** Start of Given passage **

Wednesday, March 10, 2010

Can't sleep, might as well remember...

Anyone who speaks out against formulaic series fiction was never a child. I don’t think I can ever fully relate the deep and lasting influence the Stratmeyer syndicate had on my life. All I know is the first book I remember reading over and over and over again was the Hardy Boy’s mystery “The Case of the Melted Coins”. Nancy Drew followed shortly thereafter, and so much of my childhood I owe to the titian haired beauty who was always getting herself out of rather ghastly scrapes just in the nick of time. I was obsessed. I combed garage sales and thrift stores for copies of the “old” editions of the series, and one day I hit the jackpot, purchasing a box of five titles copyrighted in the thirties for only fifty cents. My ambition was to collect every single title shown on the back of the yellow bound hard covers: I spurned the 1980’s incarnation of Nancy, for various moral reasons (probably echoing the values of my mother) and sought instead the world where a live in housekeeper was utterly appropriate, the collegiate Ned was always around to take you driving in his rumble seat, and Bess and George were described as “plump” and “boyish” rather than “fat” and “butch”.

I inhabited the worlds of the old Nancy Drews so fully that even now, sitting here in the dark tip tap typing away when I really should be sleeping, I can recall in detail the plots of “The Mysterious Mannequin”, “The Clue of the Whistling Bagpipes”, and snatches of the rest, all mixed together in a big formulaic stew. I remember secret passageways and priceless artifacts, statues that whistled and a stained glass window that hid a tremendous secret. Both houses I lived in as a child were fantastic, mysterious playgrounds, and I was constantly looking for (and constantly disappointed for not finding) sliding panels, secret documents, and spy holes cut into the next room.

** End of Given passage **

__Exercise objective__
In the post about childhood reading, what was the first book the writer remembers reading over and over? You won't need the lines after this text.

** Start of Data section **

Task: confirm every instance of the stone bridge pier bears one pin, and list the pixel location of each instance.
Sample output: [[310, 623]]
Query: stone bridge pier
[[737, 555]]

** End of Data section **

__Exercise result__
The Hardy Boys mystery "The Case of the Melted Coins."